**DATA SECTION:**
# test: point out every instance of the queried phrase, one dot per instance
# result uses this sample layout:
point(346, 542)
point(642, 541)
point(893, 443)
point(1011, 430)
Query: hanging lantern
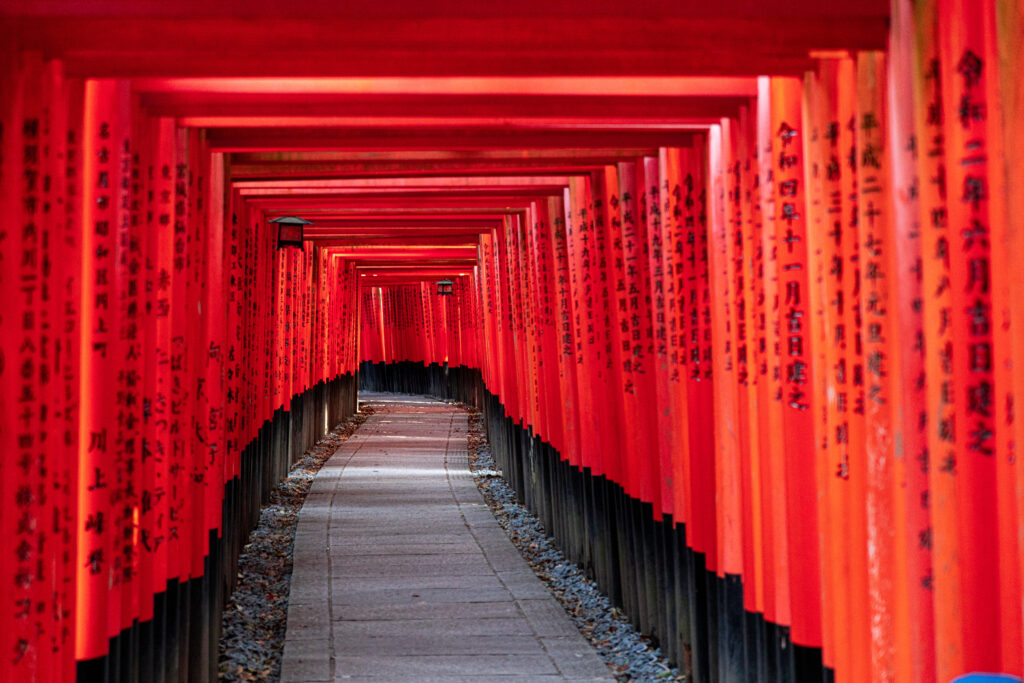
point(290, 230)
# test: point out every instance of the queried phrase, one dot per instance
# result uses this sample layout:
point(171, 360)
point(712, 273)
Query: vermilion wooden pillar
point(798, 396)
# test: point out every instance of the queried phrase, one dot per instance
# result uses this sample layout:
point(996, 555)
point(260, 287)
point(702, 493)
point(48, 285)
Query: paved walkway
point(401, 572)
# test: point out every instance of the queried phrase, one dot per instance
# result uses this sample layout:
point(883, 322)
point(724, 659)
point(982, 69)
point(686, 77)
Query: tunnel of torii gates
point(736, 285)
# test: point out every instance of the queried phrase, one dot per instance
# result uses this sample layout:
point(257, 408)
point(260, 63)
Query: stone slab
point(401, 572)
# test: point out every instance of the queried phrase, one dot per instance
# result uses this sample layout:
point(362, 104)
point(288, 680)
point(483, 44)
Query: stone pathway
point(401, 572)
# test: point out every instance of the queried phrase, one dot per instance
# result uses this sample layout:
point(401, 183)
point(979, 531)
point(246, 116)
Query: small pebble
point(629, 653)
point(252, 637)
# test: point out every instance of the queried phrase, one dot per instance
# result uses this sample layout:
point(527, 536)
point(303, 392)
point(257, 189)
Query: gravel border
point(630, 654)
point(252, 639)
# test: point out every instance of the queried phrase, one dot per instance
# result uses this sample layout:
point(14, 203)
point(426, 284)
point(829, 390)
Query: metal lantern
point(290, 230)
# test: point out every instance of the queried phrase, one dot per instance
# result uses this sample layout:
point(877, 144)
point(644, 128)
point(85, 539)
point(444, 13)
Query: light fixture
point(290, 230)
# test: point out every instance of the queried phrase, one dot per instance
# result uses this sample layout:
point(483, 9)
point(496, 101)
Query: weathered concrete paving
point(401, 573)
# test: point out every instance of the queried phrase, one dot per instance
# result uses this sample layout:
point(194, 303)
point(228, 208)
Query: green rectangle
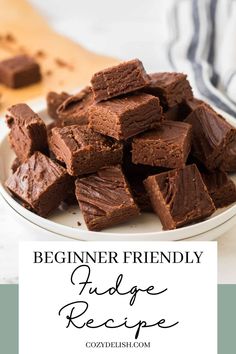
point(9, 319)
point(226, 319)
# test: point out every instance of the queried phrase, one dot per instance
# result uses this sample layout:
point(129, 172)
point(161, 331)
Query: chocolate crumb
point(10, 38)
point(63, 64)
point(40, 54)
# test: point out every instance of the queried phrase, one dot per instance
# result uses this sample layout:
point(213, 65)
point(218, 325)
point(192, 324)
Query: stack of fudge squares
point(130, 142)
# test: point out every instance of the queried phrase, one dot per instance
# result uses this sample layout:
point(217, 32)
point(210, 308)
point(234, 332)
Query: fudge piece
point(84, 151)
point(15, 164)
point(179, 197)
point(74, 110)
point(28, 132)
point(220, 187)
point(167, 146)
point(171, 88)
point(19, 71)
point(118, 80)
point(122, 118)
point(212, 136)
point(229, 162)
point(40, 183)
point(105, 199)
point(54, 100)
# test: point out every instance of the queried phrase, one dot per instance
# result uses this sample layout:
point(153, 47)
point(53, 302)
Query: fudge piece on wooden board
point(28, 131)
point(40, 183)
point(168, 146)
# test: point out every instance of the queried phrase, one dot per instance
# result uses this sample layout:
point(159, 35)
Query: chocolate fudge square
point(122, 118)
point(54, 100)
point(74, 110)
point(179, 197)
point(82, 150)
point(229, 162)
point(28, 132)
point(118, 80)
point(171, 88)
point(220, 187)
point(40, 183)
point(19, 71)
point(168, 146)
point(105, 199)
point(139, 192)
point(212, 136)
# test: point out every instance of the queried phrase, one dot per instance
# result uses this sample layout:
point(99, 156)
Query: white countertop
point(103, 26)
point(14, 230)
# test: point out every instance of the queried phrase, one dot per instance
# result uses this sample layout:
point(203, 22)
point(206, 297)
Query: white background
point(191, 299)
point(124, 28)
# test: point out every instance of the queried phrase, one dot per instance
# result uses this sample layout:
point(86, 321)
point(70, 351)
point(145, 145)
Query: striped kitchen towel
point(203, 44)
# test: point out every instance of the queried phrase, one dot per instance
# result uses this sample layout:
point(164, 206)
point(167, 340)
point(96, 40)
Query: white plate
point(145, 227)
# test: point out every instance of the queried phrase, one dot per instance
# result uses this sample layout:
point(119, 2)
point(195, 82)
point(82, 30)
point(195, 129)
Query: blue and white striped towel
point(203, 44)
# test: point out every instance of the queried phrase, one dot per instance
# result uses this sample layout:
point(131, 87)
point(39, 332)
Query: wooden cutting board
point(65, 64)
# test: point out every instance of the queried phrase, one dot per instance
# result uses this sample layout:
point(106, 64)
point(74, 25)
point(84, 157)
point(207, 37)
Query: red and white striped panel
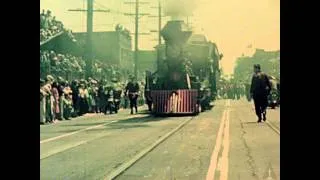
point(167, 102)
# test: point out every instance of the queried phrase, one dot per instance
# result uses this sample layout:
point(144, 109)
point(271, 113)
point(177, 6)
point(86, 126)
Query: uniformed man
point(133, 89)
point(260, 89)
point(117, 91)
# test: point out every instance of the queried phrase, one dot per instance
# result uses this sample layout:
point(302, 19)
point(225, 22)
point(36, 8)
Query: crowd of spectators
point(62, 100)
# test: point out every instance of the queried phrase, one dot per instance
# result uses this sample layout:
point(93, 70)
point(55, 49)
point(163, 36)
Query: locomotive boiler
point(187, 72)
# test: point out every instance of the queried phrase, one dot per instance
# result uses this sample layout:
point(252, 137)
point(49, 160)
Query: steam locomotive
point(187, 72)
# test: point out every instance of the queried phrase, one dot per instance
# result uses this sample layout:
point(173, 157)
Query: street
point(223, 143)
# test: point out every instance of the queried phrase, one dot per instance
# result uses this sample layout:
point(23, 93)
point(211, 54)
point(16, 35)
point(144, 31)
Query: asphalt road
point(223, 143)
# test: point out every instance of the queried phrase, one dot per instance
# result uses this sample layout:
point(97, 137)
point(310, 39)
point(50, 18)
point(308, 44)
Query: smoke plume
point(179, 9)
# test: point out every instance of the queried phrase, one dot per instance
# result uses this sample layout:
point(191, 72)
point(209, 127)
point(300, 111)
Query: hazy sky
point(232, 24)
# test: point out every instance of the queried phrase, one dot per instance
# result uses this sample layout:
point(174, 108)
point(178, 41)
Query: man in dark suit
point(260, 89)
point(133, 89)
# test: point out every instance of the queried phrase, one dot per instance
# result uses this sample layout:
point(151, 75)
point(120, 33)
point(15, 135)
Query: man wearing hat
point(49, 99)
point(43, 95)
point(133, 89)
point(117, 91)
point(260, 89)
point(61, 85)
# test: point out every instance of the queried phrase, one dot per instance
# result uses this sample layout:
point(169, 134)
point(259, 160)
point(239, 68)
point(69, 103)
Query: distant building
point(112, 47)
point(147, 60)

==

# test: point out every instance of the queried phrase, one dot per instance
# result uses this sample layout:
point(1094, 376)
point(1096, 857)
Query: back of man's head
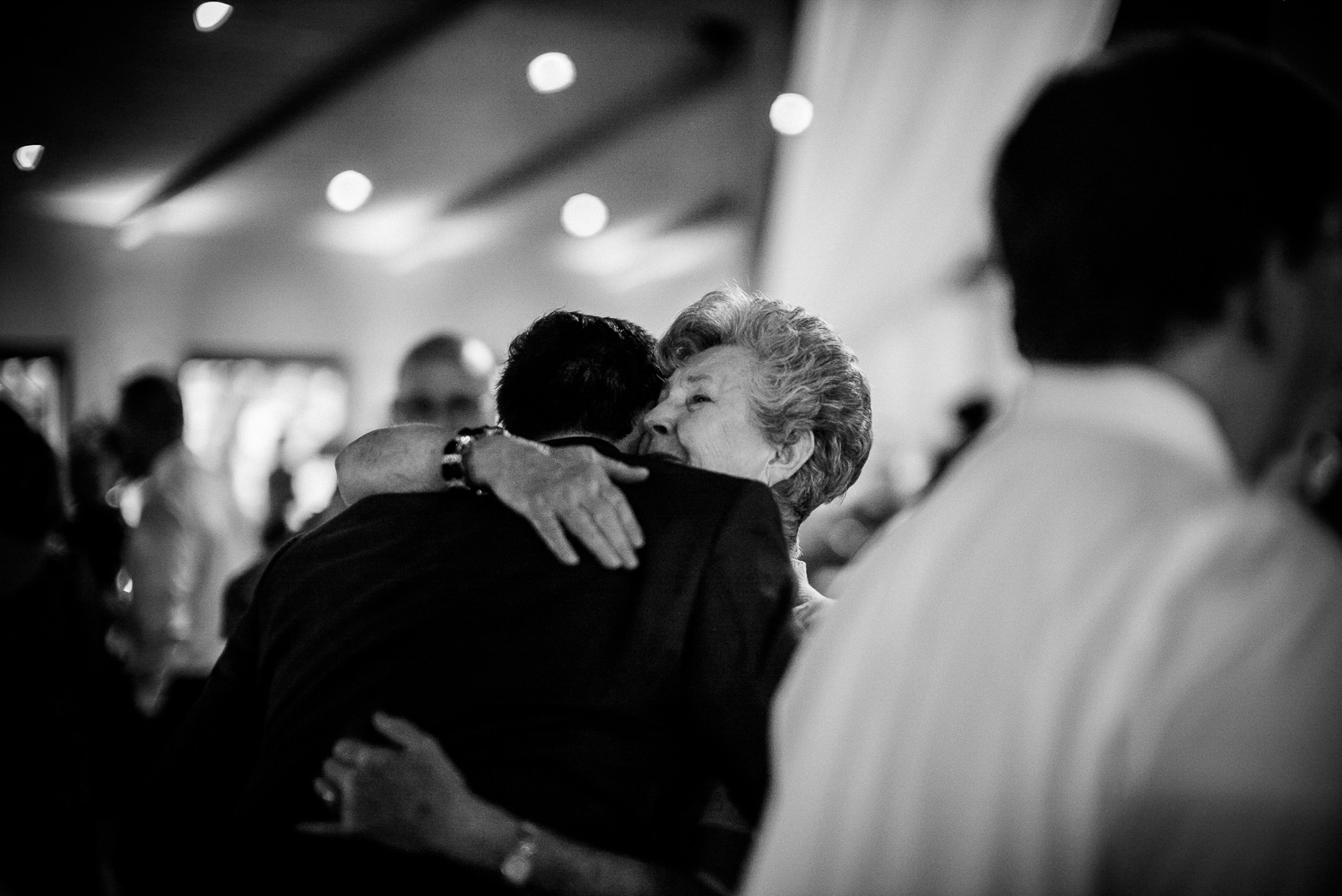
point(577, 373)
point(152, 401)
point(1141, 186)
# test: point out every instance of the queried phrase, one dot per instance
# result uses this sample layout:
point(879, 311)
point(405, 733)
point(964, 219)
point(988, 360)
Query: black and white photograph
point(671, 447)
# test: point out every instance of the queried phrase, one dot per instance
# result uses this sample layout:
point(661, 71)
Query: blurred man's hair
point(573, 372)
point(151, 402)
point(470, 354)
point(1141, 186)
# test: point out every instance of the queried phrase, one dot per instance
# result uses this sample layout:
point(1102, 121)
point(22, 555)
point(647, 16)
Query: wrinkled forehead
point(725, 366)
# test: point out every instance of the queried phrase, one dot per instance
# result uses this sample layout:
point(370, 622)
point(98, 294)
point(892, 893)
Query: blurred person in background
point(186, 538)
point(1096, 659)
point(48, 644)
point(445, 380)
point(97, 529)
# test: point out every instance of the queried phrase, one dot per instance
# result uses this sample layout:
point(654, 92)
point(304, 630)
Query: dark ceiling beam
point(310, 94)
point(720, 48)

==

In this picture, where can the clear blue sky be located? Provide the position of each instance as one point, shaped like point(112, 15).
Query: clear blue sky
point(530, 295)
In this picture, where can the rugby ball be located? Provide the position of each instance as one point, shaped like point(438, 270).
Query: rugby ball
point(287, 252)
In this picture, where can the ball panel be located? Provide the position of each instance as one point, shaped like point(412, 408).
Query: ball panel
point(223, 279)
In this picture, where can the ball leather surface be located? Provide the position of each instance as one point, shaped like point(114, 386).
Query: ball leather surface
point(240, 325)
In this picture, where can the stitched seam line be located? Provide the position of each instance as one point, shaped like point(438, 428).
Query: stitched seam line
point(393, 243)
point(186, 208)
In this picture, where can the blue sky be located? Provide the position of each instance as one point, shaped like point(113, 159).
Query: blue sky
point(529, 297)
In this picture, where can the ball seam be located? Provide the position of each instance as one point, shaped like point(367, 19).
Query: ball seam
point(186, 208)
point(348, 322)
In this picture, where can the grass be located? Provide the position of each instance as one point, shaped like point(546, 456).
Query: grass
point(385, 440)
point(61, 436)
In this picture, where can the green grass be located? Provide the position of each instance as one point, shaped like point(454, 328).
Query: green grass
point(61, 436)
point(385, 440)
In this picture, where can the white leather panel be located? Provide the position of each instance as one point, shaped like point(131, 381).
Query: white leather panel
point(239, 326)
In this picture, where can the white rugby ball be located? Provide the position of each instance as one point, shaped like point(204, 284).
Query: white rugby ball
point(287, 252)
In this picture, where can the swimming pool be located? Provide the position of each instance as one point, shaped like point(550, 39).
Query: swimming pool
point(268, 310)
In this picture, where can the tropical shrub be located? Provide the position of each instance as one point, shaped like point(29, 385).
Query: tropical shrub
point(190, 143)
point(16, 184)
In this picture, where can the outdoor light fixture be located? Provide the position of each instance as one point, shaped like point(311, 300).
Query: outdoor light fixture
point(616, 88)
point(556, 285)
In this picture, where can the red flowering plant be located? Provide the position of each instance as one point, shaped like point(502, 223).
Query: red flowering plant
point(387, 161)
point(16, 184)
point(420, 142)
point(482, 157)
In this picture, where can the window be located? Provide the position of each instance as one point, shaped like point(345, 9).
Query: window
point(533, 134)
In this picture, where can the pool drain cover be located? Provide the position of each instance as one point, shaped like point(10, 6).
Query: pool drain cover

**ABOUT THIS EXERCISE:** Only the lines from the one containing "point(271, 113)" through the one containing "point(211, 54)" are to be retyped, both boundary lines included, with no other material.

**ANSWER BELOW:**
point(271, 113)
point(177, 6)
point(86, 126)
Query: uniformed man
point(133, 89)
point(260, 89)
point(117, 91)
# test: point out every instance of the queried phrase, one dot per instance
# result uses this sample layout:
point(302, 19)
point(225, 22)
point(36, 8)
Query: crowd of spectators
point(62, 100)
# test: point out every instance of the queried phrase, one dot per instance
# result uses this sample layout:
point(93, 70)
point(55, 49)
point(163, 36)
Query: locomotive boiler
point(187, 72)
# test: point out every instance of the queried phrase, one dot per instance
# result uses this sample layout:
point(252, 137)
point(49, 160)
Query: steam locomotive
point(187, 72)
# test: point out every instance of the queried phrase, one dot per instance
# result uses this sample layout:
point(173, 157)
Query: street
point(223, 143)
# test: point out every instance of the queried phrase, one dot per instance
# result uses this sample layout:
point(23, 93)
point(211, 54)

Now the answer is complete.